▶ Passage to read
- Opening Delimiter -

- Interactive map of Manraja
- Coordinates: 26°34′N 86°35′E﻿ / ﻿26.56°N 86.59°E
- Country: Nepal
- Province: Province No. 2
- District: Saptari District

Population (2011)
- • Total: 4,447
- Time zone: UTC+5:45 (Nepal Time)

= Manraja =

Manraja is a village development committee (VDC) in the Saptari District, province No. 2, of south-eastern Nepal. It has a total area of 3.9 km2 and sits at an elevation of 89 m. It is known for its landmark Shree Raja Ji Than Temple.

Manraja is located 10 km from East-West Highway, 20 km south-west of Rajbiraj, and 10 km north of the Indian border of Laukhi. The distance from Manraja to Nepal's capital, Kathmandu, is approximately 179 km. According to the 2011 Nepal census, the population of Manraja was 4,447, which consisted of 902 households. The village development committee was included in Bodebarsain municipality (Bodebarsain Nagar Palika in Nepali) in 2017.

- Closing Delimiter -

▶ Data listing
- Opening Delimiter -

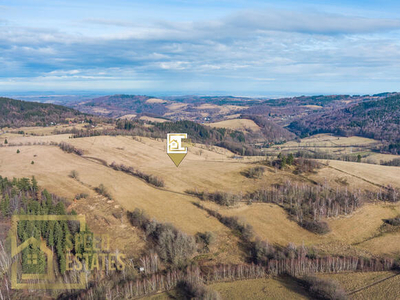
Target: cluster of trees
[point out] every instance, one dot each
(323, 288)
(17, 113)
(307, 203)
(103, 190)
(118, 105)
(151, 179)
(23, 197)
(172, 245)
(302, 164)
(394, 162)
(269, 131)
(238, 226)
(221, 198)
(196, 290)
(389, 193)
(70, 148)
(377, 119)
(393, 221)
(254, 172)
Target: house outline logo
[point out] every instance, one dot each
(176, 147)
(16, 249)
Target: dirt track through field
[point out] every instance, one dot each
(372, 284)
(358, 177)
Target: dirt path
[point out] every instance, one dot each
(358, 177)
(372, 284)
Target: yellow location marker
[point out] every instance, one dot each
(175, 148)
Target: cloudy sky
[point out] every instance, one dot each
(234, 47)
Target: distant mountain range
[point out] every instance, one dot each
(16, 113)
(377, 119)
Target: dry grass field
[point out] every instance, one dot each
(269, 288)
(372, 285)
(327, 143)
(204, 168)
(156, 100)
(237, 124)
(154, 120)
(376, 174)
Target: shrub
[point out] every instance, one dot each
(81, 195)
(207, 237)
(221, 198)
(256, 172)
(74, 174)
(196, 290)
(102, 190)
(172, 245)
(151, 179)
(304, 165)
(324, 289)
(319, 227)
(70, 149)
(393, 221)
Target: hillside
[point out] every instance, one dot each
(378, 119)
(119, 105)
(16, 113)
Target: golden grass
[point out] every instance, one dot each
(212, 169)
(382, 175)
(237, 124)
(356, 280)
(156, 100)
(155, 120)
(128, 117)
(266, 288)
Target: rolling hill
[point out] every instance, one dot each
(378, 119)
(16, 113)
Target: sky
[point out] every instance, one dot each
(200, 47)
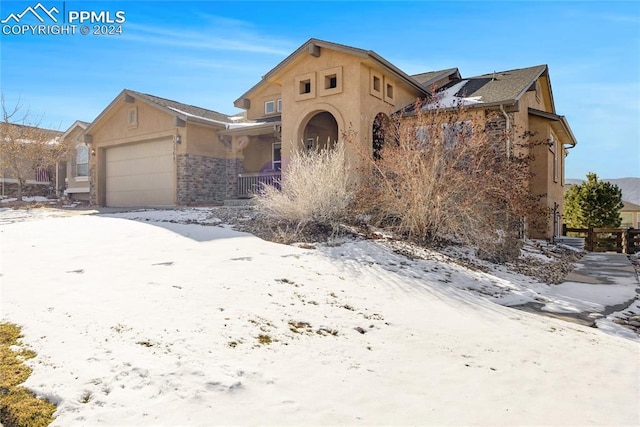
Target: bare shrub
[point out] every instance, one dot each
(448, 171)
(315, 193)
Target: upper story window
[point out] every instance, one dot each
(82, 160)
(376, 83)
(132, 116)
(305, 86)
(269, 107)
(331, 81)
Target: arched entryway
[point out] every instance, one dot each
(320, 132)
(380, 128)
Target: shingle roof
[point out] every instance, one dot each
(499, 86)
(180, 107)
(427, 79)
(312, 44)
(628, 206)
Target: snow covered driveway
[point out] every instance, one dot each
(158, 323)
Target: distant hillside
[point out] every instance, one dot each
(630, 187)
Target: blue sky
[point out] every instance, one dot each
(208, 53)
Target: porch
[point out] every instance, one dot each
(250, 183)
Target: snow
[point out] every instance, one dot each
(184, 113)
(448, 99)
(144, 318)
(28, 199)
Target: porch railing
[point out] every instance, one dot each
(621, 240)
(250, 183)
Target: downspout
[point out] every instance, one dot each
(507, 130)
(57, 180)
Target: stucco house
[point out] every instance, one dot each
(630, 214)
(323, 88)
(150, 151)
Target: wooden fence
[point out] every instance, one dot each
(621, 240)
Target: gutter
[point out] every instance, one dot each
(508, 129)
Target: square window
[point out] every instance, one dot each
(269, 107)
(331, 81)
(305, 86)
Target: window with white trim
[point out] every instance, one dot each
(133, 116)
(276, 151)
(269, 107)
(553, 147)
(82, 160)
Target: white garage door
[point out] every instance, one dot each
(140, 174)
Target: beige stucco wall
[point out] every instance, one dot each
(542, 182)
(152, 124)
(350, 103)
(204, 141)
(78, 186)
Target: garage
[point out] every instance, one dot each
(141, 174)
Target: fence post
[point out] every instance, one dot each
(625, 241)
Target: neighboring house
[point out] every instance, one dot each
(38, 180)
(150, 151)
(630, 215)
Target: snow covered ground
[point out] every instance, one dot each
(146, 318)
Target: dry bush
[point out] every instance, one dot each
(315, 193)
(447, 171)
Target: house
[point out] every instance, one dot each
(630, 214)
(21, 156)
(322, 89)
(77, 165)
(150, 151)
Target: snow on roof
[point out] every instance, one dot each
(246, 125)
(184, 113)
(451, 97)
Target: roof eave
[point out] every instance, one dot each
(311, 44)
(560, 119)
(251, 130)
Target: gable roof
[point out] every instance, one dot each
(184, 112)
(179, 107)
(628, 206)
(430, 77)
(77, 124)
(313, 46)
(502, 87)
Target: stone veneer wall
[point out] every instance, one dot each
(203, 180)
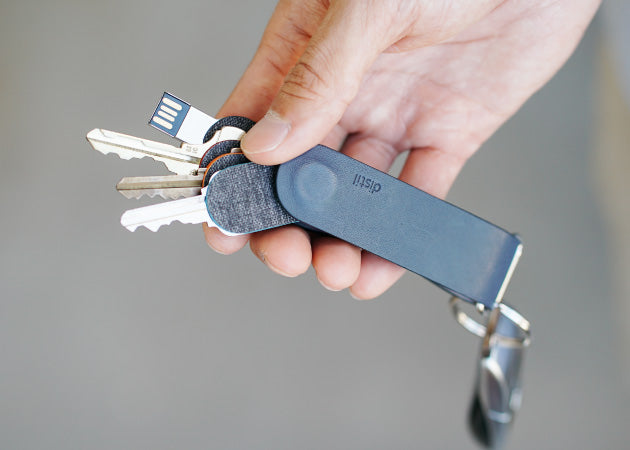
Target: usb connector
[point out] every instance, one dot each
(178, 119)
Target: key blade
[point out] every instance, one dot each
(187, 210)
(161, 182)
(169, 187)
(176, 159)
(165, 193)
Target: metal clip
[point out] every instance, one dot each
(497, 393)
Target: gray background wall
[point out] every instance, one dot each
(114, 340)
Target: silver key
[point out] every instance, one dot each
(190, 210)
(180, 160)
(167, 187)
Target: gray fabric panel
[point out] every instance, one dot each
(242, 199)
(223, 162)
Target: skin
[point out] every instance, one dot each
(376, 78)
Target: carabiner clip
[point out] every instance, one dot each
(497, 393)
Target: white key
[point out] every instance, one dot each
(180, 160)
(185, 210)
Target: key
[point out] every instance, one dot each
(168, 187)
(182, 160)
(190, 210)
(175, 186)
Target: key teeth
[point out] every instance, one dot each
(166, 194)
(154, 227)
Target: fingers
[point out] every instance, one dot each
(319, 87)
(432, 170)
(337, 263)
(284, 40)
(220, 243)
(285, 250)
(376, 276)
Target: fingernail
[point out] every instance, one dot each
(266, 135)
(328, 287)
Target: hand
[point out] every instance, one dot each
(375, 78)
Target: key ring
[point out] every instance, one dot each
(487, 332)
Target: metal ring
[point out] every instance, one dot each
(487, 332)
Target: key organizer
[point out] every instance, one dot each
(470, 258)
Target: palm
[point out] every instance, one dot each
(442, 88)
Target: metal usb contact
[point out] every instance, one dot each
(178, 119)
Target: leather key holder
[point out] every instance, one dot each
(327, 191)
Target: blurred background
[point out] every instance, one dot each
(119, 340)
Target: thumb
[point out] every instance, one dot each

- Closing Delimiter -

▶ Exercise set
1/ From the text about Manraja above, copy the portion from "Population (2011)" up to and including "Ji Than Temple.".
2/ Using the text about Manraja above, answer these questions:
(a) How many households did Manraja have according to the 2011 Nepal census?
(b) At what elevation does Manraja sit?
(c) Which municipality was the village development committee included in in 2017?
3/ Write a continuation of the text about Manraja, starting after its final sentence.

▶ Exercise responses
1/
Population (2011)
- • Total: 4,447
- Time zone: UTC+5:45 (Nepal Time)

= Manraja =

Manraja is a village development committee (VDC) in the Saptari District, province No. 2, of south-eastern Nepal. It has a total area of 3.9 km2 and sits at an elevation of 89 m. It is known for its landmark Shree Raja Ji Than Temple.

2/
(a) 902 households.
(b) 89 m.
(c) Bodebarsain municipality (Bodebarsain Nagar Palika in Nepali).

3/
== Religious places ==

=== Shree Raja Ji Than Temple ===

Statues in Shree Rajaji Ji Than Temple

The Shree Raja Ji Than Temple is in the Bodebarsain Municipality of Manraja. The temple was built from ancient stones that were carefully hand-carved with different symbols typical of the Mithila region. The temple contains rectangular stones on either side that are approximately 5 ft high and 5 ft wide, which are carved with a variety of symbols. Near the roots of trees, there are many fragments of black stones carved with different symbols. According to locals, the statue is known by the name of Shree Raja Ji Baba of Shree Lakshmi Narayan.

The statues of the temple are fragmented. Some theorize that the statues may have been damaged during the spread of Islam into Southeast Asia. According to a survey conducted by the government of Nepal, the temple is situated on the remains of an older temple as evidenced by some older rectangular hand-carved stones found within the temple. A tamarind (imli) tree lives within the temple.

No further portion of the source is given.